• **Problem 1**: Return everything from "However, commercial real" down to "for industrial products." in the passage on Greater Phoenix commercial real estate, copied word for word.
• **Problem 2**:
Answer these questions using the passage on Greater Phoenix commercial real estate.
(a) What position does Roland Murphy hold?
(b) How much square footage does Pat Harlan say is under construction in the Southeast Valley?
(c) Which company has the Elliot Road Technology Corridor in Mesa attracted?

• **Source excerpt**:
..........

Consistency may be boring, but when it comes to the commercial real estate outlook and the Greater Phoenix commercial real estate industry, no change is good for business.
“At this point in the market and cycle, Phoenix, literally, has everything,” said Roland Murphy, director of research at ABI Multifamily. “We’re still highly affordable, have massive success in economic development across a range of job levels/industries, and are consistently modernizing and adapting our quality of life for the better.”
The United States is in what most economic experts feel are the latter stages of a growth cycle that is stretching into its 11th year. Many are signaling a global economic slowdown and are warning that could trigger the start of a recession in the U.S.
However, commercial real estate experts in the Greater Phoenix market still see significant room for growth in all of the market sectors. The strongest sectors heading into the next decade are the multifamily and industrial markets, as the influx of people coming to Arizona is expected to continue and the demand for logistics, manufacturing and distribution space will remain strong.
It looks like full steam ahead in 2020 for the industrial market. Deliveries and vacancies were steady heading into 2020 and asking rents were trending upward, so all signs point to a healthy marketplace for industrial products.
“We are a very healthy and active market,” said Steve Larsen, executive vice president at JLL. “People are optimistic about the current state of the industry and what appears to be a lot of runway ahead. I expect we’ll see more manufacturing and logistics requirements landing here, which will continue to keep us well balanced.”
The industrial market appears well balanced, with healthy activity in submarkets across the Valley.
“I’m most optimistic about tech-related advanced manufacturing space, particularly around the Chandler and (Phoenix-Mesa) Gateway airports,” said Pat Harlan, executive vice president at JLL. “We are seeing solid pre-leasing activity in both of these submarkets, and both have a finite amount of available land.
“Right now the Southeast Valley has about 2.3 million square feet under construction, which is right where it should be when you look at the vacancy rate of 6.9 percent and the 2 million square feet absorbed in the area through the third quarter of 2019.”
“There is great vibrancy in the Loop 303/I-10 submarket and the Loop 202/East Chandler submarkets,” added Isy Sonabend, senior vice president at NAI Horizon. “Both industrial markets are in strong build cycles while attracting a myriad of Fortune 500 companies with state-of-the-art construction. The West Valley submarkets are building with an eye towards e-commerce and manufacturing … big box warehouses and plants.”
Another product type that the Valley should expect to see more of is data centers. Microsoft has purchased land in the West Valley with plans or data center campuses, and in the East Valley, the Elliot Road Technology Corridor in Mesa has attracted Google.

..........

• **Extracted material**:

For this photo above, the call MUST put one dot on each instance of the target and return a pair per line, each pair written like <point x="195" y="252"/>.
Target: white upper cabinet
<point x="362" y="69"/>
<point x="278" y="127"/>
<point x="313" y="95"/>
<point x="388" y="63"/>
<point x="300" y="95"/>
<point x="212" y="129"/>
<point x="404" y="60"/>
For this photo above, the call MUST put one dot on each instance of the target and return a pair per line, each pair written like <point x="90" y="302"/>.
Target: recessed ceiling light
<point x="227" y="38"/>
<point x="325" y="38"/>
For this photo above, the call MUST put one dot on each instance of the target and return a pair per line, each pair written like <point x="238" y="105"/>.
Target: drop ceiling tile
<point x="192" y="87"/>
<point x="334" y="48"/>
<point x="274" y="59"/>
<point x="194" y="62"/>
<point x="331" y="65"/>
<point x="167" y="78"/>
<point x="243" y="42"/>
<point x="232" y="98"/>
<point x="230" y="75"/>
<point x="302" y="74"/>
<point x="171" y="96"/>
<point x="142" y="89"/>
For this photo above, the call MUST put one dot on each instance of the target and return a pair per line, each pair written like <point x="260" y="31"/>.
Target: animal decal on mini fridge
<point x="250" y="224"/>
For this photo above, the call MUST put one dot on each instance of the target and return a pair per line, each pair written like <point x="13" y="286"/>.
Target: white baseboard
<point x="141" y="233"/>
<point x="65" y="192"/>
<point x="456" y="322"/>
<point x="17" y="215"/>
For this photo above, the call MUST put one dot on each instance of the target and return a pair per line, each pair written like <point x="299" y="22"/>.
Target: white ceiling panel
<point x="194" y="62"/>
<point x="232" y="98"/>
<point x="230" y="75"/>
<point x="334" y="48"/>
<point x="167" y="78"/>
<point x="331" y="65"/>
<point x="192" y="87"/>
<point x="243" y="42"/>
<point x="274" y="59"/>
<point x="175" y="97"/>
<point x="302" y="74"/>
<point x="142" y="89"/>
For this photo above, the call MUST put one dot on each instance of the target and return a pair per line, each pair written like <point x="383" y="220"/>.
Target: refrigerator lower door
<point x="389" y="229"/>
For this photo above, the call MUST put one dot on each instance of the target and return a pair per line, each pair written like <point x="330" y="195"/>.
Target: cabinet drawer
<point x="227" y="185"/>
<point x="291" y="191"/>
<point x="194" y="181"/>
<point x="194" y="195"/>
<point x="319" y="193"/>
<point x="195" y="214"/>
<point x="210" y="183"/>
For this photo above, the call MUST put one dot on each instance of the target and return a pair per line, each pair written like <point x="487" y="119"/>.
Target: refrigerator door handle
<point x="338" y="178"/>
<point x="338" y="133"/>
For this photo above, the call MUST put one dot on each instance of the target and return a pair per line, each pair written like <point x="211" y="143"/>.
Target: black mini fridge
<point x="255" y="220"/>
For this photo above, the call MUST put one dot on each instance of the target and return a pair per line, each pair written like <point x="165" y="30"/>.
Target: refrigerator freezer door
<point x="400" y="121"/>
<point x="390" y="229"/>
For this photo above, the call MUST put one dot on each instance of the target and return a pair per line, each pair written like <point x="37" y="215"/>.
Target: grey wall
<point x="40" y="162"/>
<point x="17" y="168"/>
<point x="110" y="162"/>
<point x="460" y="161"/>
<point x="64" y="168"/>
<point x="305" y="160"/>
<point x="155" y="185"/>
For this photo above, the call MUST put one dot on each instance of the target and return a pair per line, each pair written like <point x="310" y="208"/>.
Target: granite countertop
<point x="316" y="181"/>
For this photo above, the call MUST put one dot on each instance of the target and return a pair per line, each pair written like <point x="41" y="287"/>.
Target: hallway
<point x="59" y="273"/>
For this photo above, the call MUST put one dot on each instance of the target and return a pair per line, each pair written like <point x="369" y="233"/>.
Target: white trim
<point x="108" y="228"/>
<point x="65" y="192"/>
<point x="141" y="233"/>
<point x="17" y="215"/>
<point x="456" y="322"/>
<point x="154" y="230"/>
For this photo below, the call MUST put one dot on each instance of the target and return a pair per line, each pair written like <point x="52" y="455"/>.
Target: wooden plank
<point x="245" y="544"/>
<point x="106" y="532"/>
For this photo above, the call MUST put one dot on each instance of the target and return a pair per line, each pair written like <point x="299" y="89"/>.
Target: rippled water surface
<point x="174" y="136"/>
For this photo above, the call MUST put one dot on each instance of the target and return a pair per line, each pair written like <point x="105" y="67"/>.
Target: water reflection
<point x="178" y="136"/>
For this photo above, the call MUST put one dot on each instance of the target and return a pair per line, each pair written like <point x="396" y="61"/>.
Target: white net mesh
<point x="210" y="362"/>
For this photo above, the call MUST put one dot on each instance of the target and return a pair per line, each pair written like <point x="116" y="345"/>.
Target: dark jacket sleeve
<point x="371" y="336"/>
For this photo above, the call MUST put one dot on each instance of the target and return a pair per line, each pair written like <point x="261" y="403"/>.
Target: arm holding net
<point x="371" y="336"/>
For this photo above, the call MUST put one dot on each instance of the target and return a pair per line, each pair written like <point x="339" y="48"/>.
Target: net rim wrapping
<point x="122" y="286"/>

..........

• **Exercise output 1**:
However, commercial real estate experts in the Greater Phoenix market still see significant room for growth in all of the market sectors. The strongest sectors heading into the next decade are the multifamily and industrial markets, as the influx of people coming to Arizona is expected to continue and the demand for logistics, manufacturing and distribution space will remain strong.
It looks like full steam ahead in 2020 for the industrial market. Deliveries and vacancies were steady heading into 2020 and asking rents were trending upward, so all signs point to a healthy marketplace for industrial products.

• **Exercise output 2**:
(a) Director of research at ABI Multifamily.
(b) About 2.3 million square feet.
(c) Google.